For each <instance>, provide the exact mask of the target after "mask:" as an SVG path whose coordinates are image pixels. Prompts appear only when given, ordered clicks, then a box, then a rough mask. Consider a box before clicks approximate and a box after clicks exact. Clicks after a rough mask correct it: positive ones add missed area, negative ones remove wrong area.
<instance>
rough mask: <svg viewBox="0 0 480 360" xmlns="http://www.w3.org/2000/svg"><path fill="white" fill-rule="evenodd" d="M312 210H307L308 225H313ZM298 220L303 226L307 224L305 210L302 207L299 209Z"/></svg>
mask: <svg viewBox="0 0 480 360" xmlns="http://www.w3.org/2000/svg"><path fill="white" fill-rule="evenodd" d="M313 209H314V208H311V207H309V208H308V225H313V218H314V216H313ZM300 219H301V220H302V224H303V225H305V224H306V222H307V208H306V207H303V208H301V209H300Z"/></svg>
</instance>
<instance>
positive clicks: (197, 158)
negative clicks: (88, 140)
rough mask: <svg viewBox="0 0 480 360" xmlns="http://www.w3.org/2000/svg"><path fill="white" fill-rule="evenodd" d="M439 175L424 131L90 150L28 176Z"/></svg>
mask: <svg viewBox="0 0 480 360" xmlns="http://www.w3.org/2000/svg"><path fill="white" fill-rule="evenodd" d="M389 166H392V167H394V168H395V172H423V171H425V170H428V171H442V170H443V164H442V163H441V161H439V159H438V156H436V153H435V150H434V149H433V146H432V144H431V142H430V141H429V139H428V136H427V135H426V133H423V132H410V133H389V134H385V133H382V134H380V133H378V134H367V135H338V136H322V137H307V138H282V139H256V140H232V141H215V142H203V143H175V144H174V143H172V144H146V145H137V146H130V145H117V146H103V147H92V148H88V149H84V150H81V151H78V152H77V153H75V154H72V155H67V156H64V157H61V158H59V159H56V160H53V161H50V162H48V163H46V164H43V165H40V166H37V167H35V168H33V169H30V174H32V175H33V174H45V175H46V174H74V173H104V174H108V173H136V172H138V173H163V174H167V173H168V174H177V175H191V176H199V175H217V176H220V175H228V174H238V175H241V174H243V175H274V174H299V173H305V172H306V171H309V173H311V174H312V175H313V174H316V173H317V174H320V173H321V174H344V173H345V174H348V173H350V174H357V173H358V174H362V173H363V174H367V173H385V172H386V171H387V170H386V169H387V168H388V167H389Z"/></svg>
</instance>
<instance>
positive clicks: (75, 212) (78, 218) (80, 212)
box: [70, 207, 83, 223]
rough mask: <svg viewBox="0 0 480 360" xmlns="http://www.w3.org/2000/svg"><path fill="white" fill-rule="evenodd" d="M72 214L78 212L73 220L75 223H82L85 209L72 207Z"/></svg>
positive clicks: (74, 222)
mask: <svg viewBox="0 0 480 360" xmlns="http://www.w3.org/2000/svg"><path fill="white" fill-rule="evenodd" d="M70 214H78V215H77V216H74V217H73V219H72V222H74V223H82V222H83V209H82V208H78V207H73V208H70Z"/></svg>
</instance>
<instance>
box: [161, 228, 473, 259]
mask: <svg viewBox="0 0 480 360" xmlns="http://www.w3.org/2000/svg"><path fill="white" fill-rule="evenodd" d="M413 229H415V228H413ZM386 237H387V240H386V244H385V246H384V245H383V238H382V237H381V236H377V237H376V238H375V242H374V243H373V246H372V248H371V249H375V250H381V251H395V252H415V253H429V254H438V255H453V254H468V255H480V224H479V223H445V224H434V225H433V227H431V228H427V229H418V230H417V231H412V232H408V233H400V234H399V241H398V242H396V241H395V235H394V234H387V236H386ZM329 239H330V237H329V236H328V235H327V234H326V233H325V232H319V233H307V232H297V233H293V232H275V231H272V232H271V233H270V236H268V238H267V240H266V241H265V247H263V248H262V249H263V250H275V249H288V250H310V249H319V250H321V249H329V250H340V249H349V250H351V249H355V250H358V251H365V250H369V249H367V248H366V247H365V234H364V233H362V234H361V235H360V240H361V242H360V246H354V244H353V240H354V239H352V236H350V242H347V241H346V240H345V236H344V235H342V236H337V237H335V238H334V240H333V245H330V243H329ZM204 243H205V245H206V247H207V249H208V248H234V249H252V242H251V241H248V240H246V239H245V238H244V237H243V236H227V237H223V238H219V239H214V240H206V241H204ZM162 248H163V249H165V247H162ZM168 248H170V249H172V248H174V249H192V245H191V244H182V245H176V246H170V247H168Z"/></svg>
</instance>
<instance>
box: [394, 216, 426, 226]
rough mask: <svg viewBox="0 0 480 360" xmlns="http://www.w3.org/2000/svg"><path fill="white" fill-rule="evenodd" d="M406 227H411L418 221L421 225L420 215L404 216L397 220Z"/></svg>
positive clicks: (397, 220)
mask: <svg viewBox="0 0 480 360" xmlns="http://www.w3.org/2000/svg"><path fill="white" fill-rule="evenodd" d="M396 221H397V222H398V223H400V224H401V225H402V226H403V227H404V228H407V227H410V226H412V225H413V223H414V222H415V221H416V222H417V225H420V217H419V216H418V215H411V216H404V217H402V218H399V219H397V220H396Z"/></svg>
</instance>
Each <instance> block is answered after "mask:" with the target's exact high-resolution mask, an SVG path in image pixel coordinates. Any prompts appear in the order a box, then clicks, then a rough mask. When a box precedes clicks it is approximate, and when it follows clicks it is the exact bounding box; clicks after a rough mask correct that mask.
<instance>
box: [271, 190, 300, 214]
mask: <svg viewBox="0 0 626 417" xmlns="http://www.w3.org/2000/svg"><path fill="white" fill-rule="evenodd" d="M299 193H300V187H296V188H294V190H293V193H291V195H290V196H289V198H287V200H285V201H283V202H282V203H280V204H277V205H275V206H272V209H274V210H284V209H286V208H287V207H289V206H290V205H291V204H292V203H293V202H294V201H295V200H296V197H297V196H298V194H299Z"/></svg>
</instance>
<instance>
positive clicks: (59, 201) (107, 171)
------------------------------------------------
* WORK INSTRUCTIONS:
Return all entries exactly.

* RESPONSE AREA:
For each <instance>, provide the exact mask of the target after "mask:" as an SVG path whose coordinates are image pixels. Prompts appear only when given, ordered clicks, then a box, then a rough mask. Consider a box before clicks approximate and a box after clicks exact. Clicks after a rough mask correct it: positive ones add missed area, negative ones remove wrong area.
<instance>
rough mask: <svg viewBox="0 0 480 360" xmlns="http://www.w3.org/2000/svg"><path fill="white" fill-rule="evenodd" d="M312 210H307L308 225H313ZM298 220L303 226L307 224L305 210L302 207L299 209Z"/></svg>
mask: <svg viewBox="0 0 480 360" xmlns="http://www.w3.org/2000/svg"><path fill="white" fill-rule="evenodd" d="M313 209H314V208H311V207H309V208H308V225H313V218H314V216H313ZM300 219H301V220H302V224H303V225H305V224H306V222H307V208H306V207H303V208H301V209H300Z"/></svg>
</instance>
<instance>
positive clicks: (197, 158)
negative clicks: (88, 140)
rough mask: <svg viewBox="0 0 480 360" xmlns="http://www.w3.org/2000/svg"><path fill="white" fill-rule="evenodd" d="M439 175L424 131L90 150L28 176Z"/></svg>
mask: <svg viewBox="0 0 480 360" xmlns="http://www.w3.org/2000/svg"><path fill="white" fill-rule="evenodd" d="M389 166H392V167H394V168H395V172H423V171H425V170H428V171H442V170H443V164H442V163H441V161H439V159H438V156H436V153H435V150H434V149H433V146H432V144H431V142H430V141H429V139H428V136H427V135H426V133H423V132H410V133H389V134H385V133H382V134H380V133H378V134H367V135H338V136H322V137H307V138H282V139H256V140H232V141H215V142H203V143H175V144H174V143H172V144H146V145H137V146H130V145H117V146H103V147H92V148H88V149H84V150H81V151H78V152H77V153H75V154H72V155H67V156H64V157H61V158H59V159H56V160H53V161H50V162H48V163H46V164H43V165H40V166H37V167H35V168H33V169H30V174H32V175H33V174H45V175H46V174H74V173H104V174H108V173H136V172H138V173H163V174H167V173H168V174H177V175H191V176H199V175H217V176H220V175H228V174H238V175H241V174H243V175H274V174H299V173H305V172H306V171H309V173H311V174H312V175H313V174H316V173H317V174H320V173H321V174H344V173H345V174H348V173H350V174H357V173H358V174H362V173H363V174H367V173H385V172H386V171H387V170H386V169H387V168H388V167H389Z"/></svg>
</instance>
<instance>
positive clicks: (75, 212) (78, 218) (80, 212)
box: [70, 207, 83, 223]
rough mask: <svg viewBox="0 0 480 360" xmlns="http://www.w3.org/2000/svg"><path fill="white" fill-rule="evenodd" d="M72 214L78 212L73 220L75 223H82L85 209L72 207Z"/></svg>
positive clicks: (74, 222)
mask: <svg viewBox="0 0 480 360" xmlns="http://www.w3.org/2000/svg"><path fill="white" fill-rule="evenodd" d="M70 214H78V215H77V216H74V217H73V219H72V222H74V223H82V222H83V209H82V208H78V207H73V208H70Z"/></svg>
</instance>
<instance>
box: [161, 228, 473, 259]
mask: <svg viewBox="0 0 480 360" xmlns="http://www.w3.org/2000/svg"><path fill="white" fill-rule="evenodd" d="M413 229H415V228H413ZM386 237H387V240H386V244H385V246H384V245H383V238H382V237H381V236H377V237H376V238H375V242H374V243H373V246H372V248H371V249H375V250H381V251H395V252H415V253H429V254H438V255H453V254H468V255H480V224H479V223H445V224H434V225H433V227H431V228H427V229H418V230H417V231H412V232H408V233H400V234H399V241H398V242H396V241H395V235H394V234H387V236H386ZM329 239H330V237H329V236H328V235H327V234H326V233H325V232H319V233H307V232H297V233H293V232H275V231H272V232H271V233H270V236H268V238H267V240H266V241H265V247H263V248H262V249H263V250H275V249H288V250H310V249H319V250H321V249H329V250H340V249H349V250H351V249H355V250H358V251H365V250H369V249H367V248H366V247H365V234H364V233H362V234H361V235H360V240H361V242H360V246H354V244H353V240H354V239H352V236H350V242H347V241H346V240H345V236H344V235H342V236H337V237H335V238H334V240H333V245H330V243H329ZM204 243H205V245H206V247H207V249H208V248H234V249H252V242H251V241H248V240H246V239H245V238H244V237H243V236H227V237H223V238H219V239H214V240H206V241H204ZM162 248H163V249H165V247H162ZM168 248H170V249H172V248H174V249H192V245H191V244H182V245H176V246H170V247H168Z"/></svg>
</instance>
<instance>
box: [394, 216, 426, 226]
rough mask: <svg viewBox="0 0 480 360" xmlns="http://www.w3.org/2000/svg"><path fill="white" fill-rule="evenodd" d="M406 227H411L418 221L421 225L420 215L404 216L397 220Z"/></svg>
positive clicks: (397, 220)
mask: <svg viewBox="0 0 480 360" xmlns="http://www.w3.org/2000/svg"><path fill="white" fill-rule="evenodd" d="M396 221H397V222H398V223H400V224H401V225H402V226H403V227H404V228H407V227H410V226H412V225H413V223H414V222H415V221H416V222H417V225H420V217H419V216H418V215H411V216H404V217H402V218H399V219H397V220H396Z"/></svg>
</instance>
Each <instance> block is answered after "mask:" with the target's exact high-resolution mask, an SVG path in image pixel coordinates. Any prompts appear in the order a box, then clicks, then a rough mask. When a box precedes clicks it is approximate, and when it follows clicks it is the exact bounding box; clicks after a rough mask correct that mask.
<instance>
box: [271, 190, 300, 214]
mask: <svg viewBox="0 0 626 417" xmlns="http://www.w3.org/2000/svg"><path fill="white" fill-rule="evenodd" d="M299 193H300V187H296V188H294V190H293V193H291V195H290V196H289V198H287V200H285V201H283V202H282V203H280V204H277V205H275V206H272V209H274V210H284V209H286V208H287V207H289V206H290V205H291V204H292V203H293V202H294V201H295V200H296V197H297V196H298V194H299Z"/></svg>
</instance>
<instance>
positive clicks: (59, 201) (107, 171)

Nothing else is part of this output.